---------- RECORDS FOR PROCESSING ----------

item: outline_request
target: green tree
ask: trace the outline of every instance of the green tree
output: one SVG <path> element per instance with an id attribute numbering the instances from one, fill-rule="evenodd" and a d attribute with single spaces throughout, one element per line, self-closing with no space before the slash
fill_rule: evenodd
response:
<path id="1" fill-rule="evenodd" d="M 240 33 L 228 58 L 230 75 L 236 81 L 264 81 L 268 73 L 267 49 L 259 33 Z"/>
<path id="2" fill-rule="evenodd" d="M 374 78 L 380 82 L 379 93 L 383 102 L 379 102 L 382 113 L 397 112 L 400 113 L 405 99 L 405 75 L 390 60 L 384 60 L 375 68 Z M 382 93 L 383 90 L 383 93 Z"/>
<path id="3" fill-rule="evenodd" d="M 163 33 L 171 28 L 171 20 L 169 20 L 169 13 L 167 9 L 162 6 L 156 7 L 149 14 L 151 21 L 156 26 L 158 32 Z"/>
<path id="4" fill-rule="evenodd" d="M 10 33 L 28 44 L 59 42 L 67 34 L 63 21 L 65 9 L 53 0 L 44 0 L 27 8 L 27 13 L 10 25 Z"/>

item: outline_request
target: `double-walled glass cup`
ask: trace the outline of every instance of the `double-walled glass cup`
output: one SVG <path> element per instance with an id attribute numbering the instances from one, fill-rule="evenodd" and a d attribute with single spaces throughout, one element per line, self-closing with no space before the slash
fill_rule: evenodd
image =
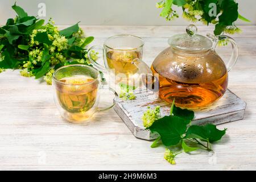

----------

TASK REQUIREMENTS:
Give every line of the listing above as a JSON list of strings, one string per line, skipping blank lines and leaving out the picture.

ANSWER TO THIS PROBLEM:
[
  "item: outline_request",
  "target: green tree",
  "ask: trace the outline of every instance of the green tree",
  "output: one SVG <path> element per instance with an id attribute numbering the instances from one, fill-rule=\"evenodd\" and a d attribute with single spaces throughout, one element per line, self-closing with no space before the slash",
  "fill_rule: evenodd",
  "response:",
  "<path id=\"1\" fill-rule=\"evenodd\" d=\"M 240 33 L 228 58 L 230 75 L 236 81 L 264 81 L 268 73 L 267 49 L 259 33 Z\"/>",
  "<path id=\"2\" fill-rule=\"evenodd\" d=\"M 374 78 L 380 82 L 379 93 L 383 102 L 379 102 L 382 113 L 397 112 L 400 113 L 405 99 L 405 75 L 390 60 L 384 60 L 375 68 Z M 382 93 L 383 90 L 383 93 Z\"/>",
  "<path id=\"3\" fill-rule=\"evenodd\" d=\"M 163 33 L 171 28 L 171 20 L 169 20 L 169 13 L 167 9 L 162 6 L 156 7 L 149 14 L 151 21 L 156 26 L 158 32 Z\"/>",
  "<path id=\"4\" fill-rule=\"evenodd\" d=\"M 10 33 L 28 44 L 59 42 L 67 34 L 63 21 L 65 9 L 53 0 L 44 0 L 27 8 L 27 13 L 10 25 Z\"/>",
  "item: outline_request",
  "target: `double-walled glass cup`",
  "ask: trace the outline of every instance of the `double-walled glass cup`",
  "output: one SVG <path> element per instance with an id attribute numbering the instances from one, fill-rule=\"evenodd\" and a d attribute with single spaces throughout, one element per line, self-closing with no space before the slash",
  "fill_rule: evenodd",
  "image ="
]